Fragmento de página →
....

Catequesis
del Papa Juan Pablo II
durante la Audiencia General
del Miércoles 22 de enero de 2003

Semana de oración
por la unidad de los cristianos

1. El Señor fundó la Iglesia "una" y "única": lo profesamos en el símbolo niceno-constantinopolitano: "Creo en la Iglesia, que es una, santa, católica y apostólica". "Sin embargo, -recuerda el concilio Vaticano II- son muchas las comuniones cristianas que se presentan ante los hombres como la verdadera herencia de Cristo; ciertamente, todos se confiesan discípulos del Señor, pero sienten de modo distinto y marchan por caminos diferentes, como si Cristo mismo estuviera dividido" (Unitatis redintegratio, 1).

La unidad es un gran don, pero lo llevamos en vasijas de barro frágiles y quebradizas. Las vicisitudes de la comunidad cristiana a lo largo de los siglos demuestran cuán realista es esta afirmación.

Con todo, por la fe que nos une, todos los cristianos tenemos la obligación, cada uno según su vocación particular, de restablecer la comunión plena, "tesoro" precioso que nos legó Cristo. Con corazón puro y sincero debemos comprometernos sin cesar en esta tarea evangélica. La Semana de oración por la unidad de los cristianos nos recuerda esta tarea fundamental y nos brinda la oportunidad de rezar en las asambleas de las diversas Iglesias y comunidades eclesiales, así como en encuentros comunes entre católicos, ortodoxos y protestantes, para implorar con una sola voz y un solo corazón el valioso don de la unidad plena.

2. "Llevamos este tesoro en vasijas de barro" (2Co 4, 7). San Pablo dice esto a propósito del ministerio apostólico, que consiste en hacer que brille entre los hombres el esplendor del Evangelio y observa: "No nos predicamos a nosotros mismos, sino a Cristo Jesús como Señor, y a nosotros como siervos vuestros por Jesús" (2Co 4, 5). Conoce el peso y las dificultades de la evangelización, así como la fragilidad humana; recuerda que el tesoro del kerygma cristiano, que se nos ha encomendado en "vasijas de barro", se transmite a través de instrumentos débiles "para que aparezca que una fuerza tan extraordinaria es de Dios y no de nosotros" (2Co 4, 7). Y ningún enemigo logrará jamás suplantar el anuncio del Evangelio ni suprimir la voz del Apóstol: "Somos atribulados en todo -reconoce san Pablo-, mas no aplastados" (2Co 4, 8). "Nosotros creemos -añade-, y por eso hablamos" (2Co 4, 13).

....

Consigna A →
Indica si cada afirmación coincide con la catequesis y responde sí o no, citando literalmente las palabras que lo deciden: (i) la catequesis corresponde a la audiencia general del miércoles 22 de enero de 2003; (ii) la unidad se lleva en vasijas de hierro resistentes; (iii) san Pablo afirma que se predica a sí mismo.
Consigna B →
Según la catequesis, ¿en qué símbolo se profesa que la Iglesia es "una" y "única"?

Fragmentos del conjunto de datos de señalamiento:
....

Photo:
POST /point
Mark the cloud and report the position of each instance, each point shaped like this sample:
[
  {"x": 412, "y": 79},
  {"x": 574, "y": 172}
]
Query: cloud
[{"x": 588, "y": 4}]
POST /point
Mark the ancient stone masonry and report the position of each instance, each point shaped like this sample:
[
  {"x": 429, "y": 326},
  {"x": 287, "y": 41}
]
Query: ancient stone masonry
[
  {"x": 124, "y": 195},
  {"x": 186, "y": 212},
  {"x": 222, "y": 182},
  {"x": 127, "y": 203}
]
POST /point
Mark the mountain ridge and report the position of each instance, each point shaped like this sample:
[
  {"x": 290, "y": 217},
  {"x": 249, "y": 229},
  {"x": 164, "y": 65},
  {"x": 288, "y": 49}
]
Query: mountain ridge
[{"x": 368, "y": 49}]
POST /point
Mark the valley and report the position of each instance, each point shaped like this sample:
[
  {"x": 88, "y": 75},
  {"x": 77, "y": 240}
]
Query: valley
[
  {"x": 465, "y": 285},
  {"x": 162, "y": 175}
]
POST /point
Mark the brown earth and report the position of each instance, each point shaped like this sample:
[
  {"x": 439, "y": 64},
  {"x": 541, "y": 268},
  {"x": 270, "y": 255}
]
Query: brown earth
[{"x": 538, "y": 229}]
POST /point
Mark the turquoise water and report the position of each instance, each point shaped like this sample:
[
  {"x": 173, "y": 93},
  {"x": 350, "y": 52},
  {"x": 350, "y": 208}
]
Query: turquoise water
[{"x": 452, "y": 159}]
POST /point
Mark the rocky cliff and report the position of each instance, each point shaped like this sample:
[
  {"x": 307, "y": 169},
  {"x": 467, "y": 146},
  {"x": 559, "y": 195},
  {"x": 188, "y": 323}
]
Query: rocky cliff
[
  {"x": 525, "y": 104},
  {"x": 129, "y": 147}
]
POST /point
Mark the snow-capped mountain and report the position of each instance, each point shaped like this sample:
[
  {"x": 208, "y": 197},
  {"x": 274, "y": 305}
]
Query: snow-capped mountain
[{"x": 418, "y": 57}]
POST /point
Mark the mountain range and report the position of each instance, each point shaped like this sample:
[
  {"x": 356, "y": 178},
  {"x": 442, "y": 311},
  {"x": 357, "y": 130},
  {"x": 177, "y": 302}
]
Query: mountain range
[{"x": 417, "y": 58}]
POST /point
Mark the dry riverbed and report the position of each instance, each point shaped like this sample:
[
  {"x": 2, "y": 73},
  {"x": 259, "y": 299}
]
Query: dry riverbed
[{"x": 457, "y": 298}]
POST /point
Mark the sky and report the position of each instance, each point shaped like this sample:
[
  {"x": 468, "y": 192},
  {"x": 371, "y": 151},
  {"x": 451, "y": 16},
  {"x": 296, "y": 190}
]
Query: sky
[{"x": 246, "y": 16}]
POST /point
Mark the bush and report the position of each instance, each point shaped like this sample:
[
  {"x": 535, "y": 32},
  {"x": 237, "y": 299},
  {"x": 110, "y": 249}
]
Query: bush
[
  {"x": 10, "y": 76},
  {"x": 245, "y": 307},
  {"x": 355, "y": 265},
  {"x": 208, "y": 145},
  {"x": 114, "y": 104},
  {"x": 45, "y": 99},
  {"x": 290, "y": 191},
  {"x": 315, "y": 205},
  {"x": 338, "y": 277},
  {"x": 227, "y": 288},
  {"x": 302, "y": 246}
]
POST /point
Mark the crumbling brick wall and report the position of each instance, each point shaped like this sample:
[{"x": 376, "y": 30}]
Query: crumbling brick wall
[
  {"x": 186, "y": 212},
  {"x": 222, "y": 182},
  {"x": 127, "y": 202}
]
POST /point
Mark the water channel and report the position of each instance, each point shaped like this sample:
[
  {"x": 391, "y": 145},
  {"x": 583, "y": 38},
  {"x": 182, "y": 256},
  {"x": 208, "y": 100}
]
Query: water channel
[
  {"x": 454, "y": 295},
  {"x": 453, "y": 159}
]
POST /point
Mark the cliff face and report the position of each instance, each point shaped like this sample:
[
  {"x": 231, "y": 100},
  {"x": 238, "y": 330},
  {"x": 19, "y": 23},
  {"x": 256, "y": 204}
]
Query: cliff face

....

Respuesta escrita A →
(i) Sí: "del Miércoles 22 de enero de 2003".
(ii) No: "lo llevamos en vasijas de barro frágiles y quebradizas".
(iii) No: "No nos predicamos a nosotros mismos, sino a Cristo Jesús como Señor".

Respuesta escrita B →
En el símbolo niceno-constantinopolitano.